══ 文書の抜粋
Category Archives: 解雇

解雇323 就業規則が存在しない場合でも懲戒解雇できる?(労務管理・顧問弁護士@静岡)

おはようございます。 今週も一週間お疲れさまでした。

今日は、懲戒解雇と就業規則の存在に関する裁判例を見てみましょう。

JFS事件(大阪地裁令和元年10月15日・労判ジャーナル95号26頁)

【事案の概要】

本件は、Y社の元従業員Xが、Y社と雇用契約を締結し稼働していたところ、Y社から懲戒解雇されたが、同解雇は無効であるとして、地位確認、未払賃金等の支払を求めた事案である。

【裁判所の判断】

解雇無効

【判例のポイント】

1 本件契約の性質について、c専務が、Y社の規程として研修期間があるので、役員の場合は給料が45万円だがそれより5万円アップの50万円で、3か月だけは様子は見よう、それでだめなときは契約しませんよという話をXにしたこと等から、「3か月」というのは、試用期間であり、Y社代表者が、平成29年12月28日に、Y社訴訟代理人に対し、Xに対する解雇通知を出してほしいと相談し、その意を受けて、Y社訴訟代理人が、Xに対し、「誓約書(入社時)」に違反したことを理由とする懲戒解雇の意思表示として本件内容証明郵便1を送付したこと、以上の点を併せみれば、Y社代表者自身の認識及び行動に基づいてみても、XとY社との間の本件契約は、試用期間付き雇用契約であるとみるほかない

2 使用者が労働者を懲戒するには、あらかじめ就業規則において懲戒の種別及び事由を定めておくことを要するところ、Y社が、Xに対し、懲戒解雇の意思表示をした当時、Y社に就業規則が存在しなかったことについては当事者間に争いがないから、Y社のXに対する平成29年12月28日付け及び平成30年2月9日付けの懲戒解雇の意思表示は、いずれも懲戒権の根拠を欠き、無効というべきであるから、Xの地位確認請求は理由がある。

前記判例のポイント2は、初歩中の初歩のレベルの話です。

しっかり、顧問弁護士・顧問社労士の指導の下で労務管理をしましょう。
════
目的 1 - 懲戒解雇の裁判例を扱った上の文章から、「本件は、Y社の元従業員Xが、」を含む語句で始まり「の地位確認請求は理由がある。」で終わる部分を、一字一句違えずに書き写すこと。
══ 保存データ
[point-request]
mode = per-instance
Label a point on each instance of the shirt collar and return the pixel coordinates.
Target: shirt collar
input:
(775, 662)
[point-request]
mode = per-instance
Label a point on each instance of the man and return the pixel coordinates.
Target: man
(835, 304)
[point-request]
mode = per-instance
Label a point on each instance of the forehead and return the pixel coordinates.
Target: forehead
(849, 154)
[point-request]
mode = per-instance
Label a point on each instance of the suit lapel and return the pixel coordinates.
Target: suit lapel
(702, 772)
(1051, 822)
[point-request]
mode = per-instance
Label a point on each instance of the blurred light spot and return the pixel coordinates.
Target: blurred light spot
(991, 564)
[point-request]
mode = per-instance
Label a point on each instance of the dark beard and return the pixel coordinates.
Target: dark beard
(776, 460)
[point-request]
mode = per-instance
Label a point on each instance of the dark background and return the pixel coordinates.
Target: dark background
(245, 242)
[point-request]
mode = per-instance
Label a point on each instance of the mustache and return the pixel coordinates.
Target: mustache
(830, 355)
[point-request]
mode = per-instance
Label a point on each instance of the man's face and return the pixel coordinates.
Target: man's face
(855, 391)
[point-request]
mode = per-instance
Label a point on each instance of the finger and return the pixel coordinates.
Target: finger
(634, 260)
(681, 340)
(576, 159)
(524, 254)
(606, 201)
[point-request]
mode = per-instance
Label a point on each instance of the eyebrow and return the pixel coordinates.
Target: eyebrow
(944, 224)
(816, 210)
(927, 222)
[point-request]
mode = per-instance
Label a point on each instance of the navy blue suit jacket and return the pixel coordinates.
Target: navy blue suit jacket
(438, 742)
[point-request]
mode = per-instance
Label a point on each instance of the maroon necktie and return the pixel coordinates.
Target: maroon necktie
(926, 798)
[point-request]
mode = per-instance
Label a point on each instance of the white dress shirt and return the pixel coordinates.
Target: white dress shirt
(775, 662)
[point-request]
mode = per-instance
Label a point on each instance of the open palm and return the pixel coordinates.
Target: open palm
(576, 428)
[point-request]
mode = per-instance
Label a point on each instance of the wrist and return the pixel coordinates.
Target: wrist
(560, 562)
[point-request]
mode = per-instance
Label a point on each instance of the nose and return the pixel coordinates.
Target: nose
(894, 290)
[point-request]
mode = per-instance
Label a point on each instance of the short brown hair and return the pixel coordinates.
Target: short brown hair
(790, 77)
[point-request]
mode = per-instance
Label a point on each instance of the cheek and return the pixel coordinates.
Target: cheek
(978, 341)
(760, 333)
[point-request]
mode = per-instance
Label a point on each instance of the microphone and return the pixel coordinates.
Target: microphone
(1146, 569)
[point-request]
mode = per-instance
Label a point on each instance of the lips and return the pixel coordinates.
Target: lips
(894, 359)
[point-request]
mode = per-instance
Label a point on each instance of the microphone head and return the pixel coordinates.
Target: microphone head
════
══ 保存データ
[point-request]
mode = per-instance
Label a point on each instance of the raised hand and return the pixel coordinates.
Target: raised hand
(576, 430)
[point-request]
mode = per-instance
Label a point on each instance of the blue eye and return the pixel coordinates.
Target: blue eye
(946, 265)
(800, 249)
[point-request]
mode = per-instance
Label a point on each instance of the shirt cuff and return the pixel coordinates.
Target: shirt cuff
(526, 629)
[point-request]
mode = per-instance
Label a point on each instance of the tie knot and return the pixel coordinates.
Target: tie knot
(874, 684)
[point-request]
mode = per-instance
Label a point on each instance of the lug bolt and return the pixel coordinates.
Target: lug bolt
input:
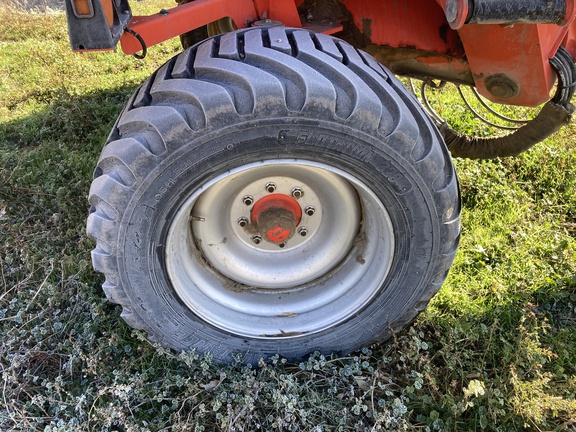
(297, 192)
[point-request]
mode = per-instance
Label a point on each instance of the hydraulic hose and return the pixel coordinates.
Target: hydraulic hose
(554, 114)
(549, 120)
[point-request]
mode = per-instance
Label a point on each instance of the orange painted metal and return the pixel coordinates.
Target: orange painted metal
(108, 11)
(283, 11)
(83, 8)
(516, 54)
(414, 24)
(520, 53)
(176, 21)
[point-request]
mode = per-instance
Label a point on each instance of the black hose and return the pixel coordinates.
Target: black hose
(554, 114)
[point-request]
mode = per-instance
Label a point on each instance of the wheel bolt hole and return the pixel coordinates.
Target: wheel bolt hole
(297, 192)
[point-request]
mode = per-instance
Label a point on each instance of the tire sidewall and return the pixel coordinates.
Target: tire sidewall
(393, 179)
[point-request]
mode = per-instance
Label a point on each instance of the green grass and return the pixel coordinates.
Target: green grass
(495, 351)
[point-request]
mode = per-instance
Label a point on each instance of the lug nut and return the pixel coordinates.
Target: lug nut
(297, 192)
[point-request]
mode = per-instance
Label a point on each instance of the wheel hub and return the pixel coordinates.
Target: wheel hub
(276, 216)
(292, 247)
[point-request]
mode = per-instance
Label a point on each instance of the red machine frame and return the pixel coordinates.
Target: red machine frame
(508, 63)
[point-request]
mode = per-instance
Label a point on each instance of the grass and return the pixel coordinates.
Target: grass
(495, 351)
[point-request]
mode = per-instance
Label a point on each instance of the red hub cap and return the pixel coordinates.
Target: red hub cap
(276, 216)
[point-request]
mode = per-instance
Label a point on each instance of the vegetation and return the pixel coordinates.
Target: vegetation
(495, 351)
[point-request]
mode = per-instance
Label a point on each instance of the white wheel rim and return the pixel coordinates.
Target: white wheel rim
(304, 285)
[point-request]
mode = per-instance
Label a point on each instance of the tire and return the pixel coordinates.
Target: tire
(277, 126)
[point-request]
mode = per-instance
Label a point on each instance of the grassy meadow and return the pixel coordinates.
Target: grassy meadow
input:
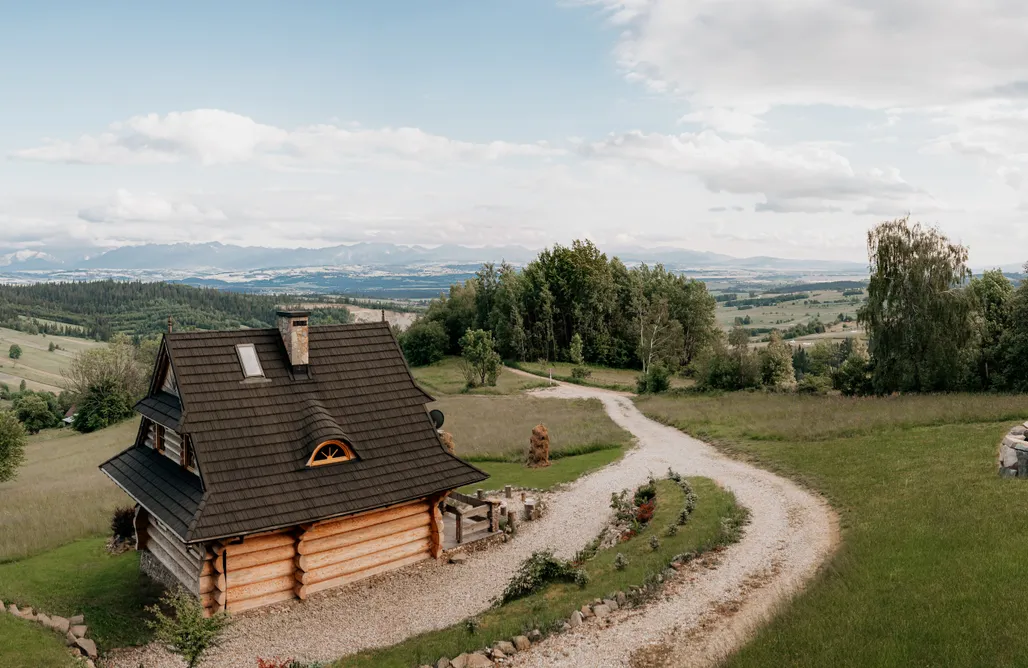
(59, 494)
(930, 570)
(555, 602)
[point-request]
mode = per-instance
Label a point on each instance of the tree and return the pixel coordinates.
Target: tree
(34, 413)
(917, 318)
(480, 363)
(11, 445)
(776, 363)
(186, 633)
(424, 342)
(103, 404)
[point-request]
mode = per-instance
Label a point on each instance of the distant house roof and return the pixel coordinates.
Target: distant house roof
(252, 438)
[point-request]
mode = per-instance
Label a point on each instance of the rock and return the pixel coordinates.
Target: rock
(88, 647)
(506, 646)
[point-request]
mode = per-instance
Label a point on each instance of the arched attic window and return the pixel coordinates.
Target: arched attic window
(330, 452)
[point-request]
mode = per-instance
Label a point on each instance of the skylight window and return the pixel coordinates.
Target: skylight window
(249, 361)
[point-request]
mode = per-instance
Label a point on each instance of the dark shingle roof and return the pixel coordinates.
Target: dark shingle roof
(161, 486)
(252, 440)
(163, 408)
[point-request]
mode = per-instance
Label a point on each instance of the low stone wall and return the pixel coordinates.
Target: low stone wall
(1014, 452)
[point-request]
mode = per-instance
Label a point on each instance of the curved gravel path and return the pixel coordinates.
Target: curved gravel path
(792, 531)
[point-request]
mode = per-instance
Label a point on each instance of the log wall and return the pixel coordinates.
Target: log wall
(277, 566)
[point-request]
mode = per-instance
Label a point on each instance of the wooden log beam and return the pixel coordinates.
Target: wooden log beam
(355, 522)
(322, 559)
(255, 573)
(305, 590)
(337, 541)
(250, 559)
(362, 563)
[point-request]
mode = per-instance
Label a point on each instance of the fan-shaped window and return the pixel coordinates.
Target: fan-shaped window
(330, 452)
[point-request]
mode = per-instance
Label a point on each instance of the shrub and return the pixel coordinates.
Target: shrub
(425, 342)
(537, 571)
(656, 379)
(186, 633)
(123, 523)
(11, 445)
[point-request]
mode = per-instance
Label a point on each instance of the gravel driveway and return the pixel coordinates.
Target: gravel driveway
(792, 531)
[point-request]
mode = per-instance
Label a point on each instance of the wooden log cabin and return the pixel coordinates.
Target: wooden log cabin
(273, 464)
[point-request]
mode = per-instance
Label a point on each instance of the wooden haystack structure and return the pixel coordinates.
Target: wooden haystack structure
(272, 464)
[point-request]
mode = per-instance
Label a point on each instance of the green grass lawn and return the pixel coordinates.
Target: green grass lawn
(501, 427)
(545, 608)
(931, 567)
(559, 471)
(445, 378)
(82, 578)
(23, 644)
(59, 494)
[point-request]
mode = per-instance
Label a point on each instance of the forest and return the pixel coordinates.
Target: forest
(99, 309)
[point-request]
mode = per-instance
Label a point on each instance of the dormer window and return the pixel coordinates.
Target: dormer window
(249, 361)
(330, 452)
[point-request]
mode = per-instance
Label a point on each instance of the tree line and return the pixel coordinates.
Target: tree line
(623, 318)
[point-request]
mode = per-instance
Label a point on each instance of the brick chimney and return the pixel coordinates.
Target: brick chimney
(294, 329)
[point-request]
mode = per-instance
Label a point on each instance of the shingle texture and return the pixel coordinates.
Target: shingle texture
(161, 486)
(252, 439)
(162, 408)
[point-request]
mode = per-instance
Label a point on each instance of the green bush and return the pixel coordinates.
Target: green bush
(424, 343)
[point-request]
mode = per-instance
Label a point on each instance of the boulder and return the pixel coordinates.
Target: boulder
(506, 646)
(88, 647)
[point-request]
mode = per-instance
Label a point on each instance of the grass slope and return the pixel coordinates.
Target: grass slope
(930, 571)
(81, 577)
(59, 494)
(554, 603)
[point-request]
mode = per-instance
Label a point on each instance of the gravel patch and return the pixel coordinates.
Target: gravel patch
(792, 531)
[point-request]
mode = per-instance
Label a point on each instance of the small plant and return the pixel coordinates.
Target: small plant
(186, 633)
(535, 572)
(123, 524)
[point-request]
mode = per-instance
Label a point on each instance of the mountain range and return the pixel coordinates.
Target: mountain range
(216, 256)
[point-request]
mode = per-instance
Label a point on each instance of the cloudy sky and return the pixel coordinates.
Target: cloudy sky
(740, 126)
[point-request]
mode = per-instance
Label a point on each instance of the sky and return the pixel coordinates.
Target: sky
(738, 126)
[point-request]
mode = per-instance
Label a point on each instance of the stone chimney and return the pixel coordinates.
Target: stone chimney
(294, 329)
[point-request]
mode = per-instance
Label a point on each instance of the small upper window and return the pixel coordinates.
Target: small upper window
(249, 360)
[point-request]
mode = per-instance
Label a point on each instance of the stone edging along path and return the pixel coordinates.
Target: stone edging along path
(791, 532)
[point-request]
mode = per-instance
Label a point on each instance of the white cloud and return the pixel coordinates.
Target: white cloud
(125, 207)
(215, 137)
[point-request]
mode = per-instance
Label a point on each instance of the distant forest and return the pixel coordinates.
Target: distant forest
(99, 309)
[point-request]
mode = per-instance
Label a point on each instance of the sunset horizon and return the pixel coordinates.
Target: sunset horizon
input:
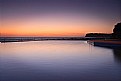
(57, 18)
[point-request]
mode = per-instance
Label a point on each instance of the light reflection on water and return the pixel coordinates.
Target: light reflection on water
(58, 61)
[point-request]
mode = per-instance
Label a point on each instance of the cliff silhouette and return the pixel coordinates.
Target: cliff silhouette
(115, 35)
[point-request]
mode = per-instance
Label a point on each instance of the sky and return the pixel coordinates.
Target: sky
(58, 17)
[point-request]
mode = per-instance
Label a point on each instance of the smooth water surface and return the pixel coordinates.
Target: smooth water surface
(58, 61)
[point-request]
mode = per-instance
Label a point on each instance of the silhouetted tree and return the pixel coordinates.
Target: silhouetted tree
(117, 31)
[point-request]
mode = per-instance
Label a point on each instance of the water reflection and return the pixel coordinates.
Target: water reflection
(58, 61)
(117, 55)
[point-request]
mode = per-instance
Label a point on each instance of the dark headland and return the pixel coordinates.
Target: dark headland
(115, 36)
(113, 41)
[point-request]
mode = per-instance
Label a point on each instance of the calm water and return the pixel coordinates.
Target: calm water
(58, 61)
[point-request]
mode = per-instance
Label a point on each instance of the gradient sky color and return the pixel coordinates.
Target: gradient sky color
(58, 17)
════
目的 2 - 上のデータの行のうち、「painted」という文字列を含む行をすべて特定し、そのまま書き出すこと。

出力全体 1 -
本件は、Y社の元従業員Xが、Y社と雇用契約を締結し稼働していたところ、Y社から懲戒解雇されたが、同解雇は無効であるとして、地位確認、未払賃金等の支払を求めた事案である。

【裁判所の判断】

解雇無効

【判例のポイント】

1 本件契約の性質について、c専務が、Y社の規程として研修期間があるので、役員の場合は給料が45万円だがそれより5万円アップの50万円で、3か月だけは様子は見よう、それでだめなときは契約しませんよという話をXにしたこと等から、「3か月」というのは、試用期間であり、Y社代表者が、平成29年12月28日に、Y社訴訟代理人に対し、Xに対する解雇通知を出してほしいと相談し、その意を受けて、Y社訴訟代理人が、Xに対し、「誓約書(入社時)」に違反したことを理由とする懲戒解雇の意思表示として本件内容証明郵便1を送付したこと、以上の点を併せみれば、Y社代表者自身の認識及び行動に基づいてみても、XとY社との間の本件契約は、試用期間付き雇用契約であるとみるほかない

2 使用者が労働者を懲戒するには、あらかじめ就業規則において懲戒の種別及び事由を定めておくことを要するところ、Y社が、Xに対し、懲戒解雇の意思表示をした当時、Y社に就業規則が存在しなかったことについては当事者間に争いがないから、Y社のXに対する平成29年12月28日付け及び平成30年2月9日付けの懲戒解雇の意思表示は、いずれも懲戒権の根拠を欠き、無効というべきであるから、Xの地位確認請求は理由がある。

出力全体 2 -
Label a point on each instance of the orange painted metal and return the pixel coordinates.
Target: orange painted metal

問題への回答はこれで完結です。